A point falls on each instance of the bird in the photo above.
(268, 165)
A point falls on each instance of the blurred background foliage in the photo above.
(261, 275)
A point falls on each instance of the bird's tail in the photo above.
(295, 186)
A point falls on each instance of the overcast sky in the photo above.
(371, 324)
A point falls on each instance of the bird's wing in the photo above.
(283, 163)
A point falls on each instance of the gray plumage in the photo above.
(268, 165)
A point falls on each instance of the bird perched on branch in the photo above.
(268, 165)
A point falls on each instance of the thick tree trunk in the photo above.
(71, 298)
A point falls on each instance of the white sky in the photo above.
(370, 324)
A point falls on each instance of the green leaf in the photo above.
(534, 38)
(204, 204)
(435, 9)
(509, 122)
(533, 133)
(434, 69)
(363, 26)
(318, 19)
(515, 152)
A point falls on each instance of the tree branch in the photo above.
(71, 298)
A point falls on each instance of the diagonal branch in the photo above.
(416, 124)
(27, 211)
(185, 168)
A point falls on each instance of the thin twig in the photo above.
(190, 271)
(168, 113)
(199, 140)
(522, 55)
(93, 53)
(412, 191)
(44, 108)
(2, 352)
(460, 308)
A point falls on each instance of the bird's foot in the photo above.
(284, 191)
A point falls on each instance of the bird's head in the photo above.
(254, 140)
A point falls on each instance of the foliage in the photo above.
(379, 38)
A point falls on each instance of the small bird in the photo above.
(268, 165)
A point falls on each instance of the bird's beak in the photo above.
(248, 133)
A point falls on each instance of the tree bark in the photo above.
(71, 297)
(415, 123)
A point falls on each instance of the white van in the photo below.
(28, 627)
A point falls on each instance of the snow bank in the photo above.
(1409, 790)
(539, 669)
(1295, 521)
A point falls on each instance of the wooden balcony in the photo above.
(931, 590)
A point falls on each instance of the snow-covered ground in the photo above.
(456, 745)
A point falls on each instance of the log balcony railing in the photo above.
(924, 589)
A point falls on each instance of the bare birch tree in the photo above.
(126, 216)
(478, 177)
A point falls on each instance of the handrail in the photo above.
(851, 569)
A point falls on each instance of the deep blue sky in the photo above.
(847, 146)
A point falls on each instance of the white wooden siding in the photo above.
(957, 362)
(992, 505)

**Required work**
Copy out the stretch from the line containing "A point falls on each instance of the handrail" through the end of the entries, keeping every line. Shift each coordinate in the answers by adding 150 to it.

**The completed task**
A point falls on each instance of the handrail in the photo above.
(1001, 719)
A point falls on each instance of the deep blue sky in the photo above.
(997, 296)
A point falls on each instance of the white wooden siding in the photo above.
(1107, 512)
(1142, 655)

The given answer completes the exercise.